──────── Dataset entries
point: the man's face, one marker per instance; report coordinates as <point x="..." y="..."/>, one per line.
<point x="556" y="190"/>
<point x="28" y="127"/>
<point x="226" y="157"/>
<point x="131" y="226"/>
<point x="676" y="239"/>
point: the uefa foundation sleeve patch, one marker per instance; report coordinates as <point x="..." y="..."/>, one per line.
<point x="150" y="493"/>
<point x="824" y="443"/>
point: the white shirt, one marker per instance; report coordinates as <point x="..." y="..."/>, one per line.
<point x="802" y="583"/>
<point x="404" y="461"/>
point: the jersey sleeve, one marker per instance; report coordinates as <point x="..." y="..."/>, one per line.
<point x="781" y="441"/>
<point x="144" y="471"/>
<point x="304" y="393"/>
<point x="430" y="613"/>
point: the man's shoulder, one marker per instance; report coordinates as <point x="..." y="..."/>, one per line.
────────────────
Reproduce every item above line for line, with no changes.

Final result:
point: the man's face, one marker per instance; report coordinates as <point x="..." y="..."/>, one per line.
<point x="556" y="190"/>
<point x="28" y="127"/>
<point x="226" y="157"/>
<point x="131" y="226"/>
<point x="676" y="239"/>
point: the uefa foundation sleeve patch, one marker per instance; report coordinates as <point x="..." y="..."/>, one per line.
<point x="150" y="493"/>
<point x="824" y="443"/>
point: the white shirt, one marker per instance; report coordinates as <point x="..." y="..."/>, one per line.
<point x="802" y="583"/>
<point x="404" y="461"/>
point: the jersey sleeve, one marker per instance; report coordinates as <point x="..." y="..."/>, one per line.
<point x="781" y="441"/>
<point x="144" y="471"/>
<point x="304" y="393"/>
<point x="430" y="613"/>
point: the man's shoulder, one marker per instance; report coordinates as <point x="..." y="..."/>, one per line.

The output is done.